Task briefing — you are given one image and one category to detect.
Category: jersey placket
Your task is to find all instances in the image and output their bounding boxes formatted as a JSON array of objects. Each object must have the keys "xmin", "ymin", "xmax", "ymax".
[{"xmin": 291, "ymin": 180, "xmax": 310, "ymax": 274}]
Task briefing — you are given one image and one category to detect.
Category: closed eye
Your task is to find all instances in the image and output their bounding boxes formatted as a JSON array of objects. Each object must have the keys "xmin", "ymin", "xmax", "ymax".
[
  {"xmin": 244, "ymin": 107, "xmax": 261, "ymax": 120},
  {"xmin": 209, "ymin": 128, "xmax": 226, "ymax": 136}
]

_TASK TO COMPLETE_
Reproduce the listing above line for line, with no changes.

_REPLY_
Task briefing — you are given one image and one category to detect.
Category: jersey placket
Your task is to find all instances in the image and output their bounding boxes formatted as a JSON array of objects. Each object must have the keys "xmin", "ymin", "xmax", "ymax".
[{"xmin": 291, "ymin": 180, "xmax": 310, "ymax": 274}]
Task briefing — you are given one image and one category to detect.
Category: closed eye
Your task is to find all instances in the image and output their bounding boxes formatted as a JSON array of objects. Each object must have the keys "xmin", "ymin", "xmax", "ymax".
[
  {"xmin": 244, "ymin": 107, "xmax": 261, "ymax": 120},
  {"xmin": 209, "ymin": 128, "xmax": 226, "ymax": 136}
]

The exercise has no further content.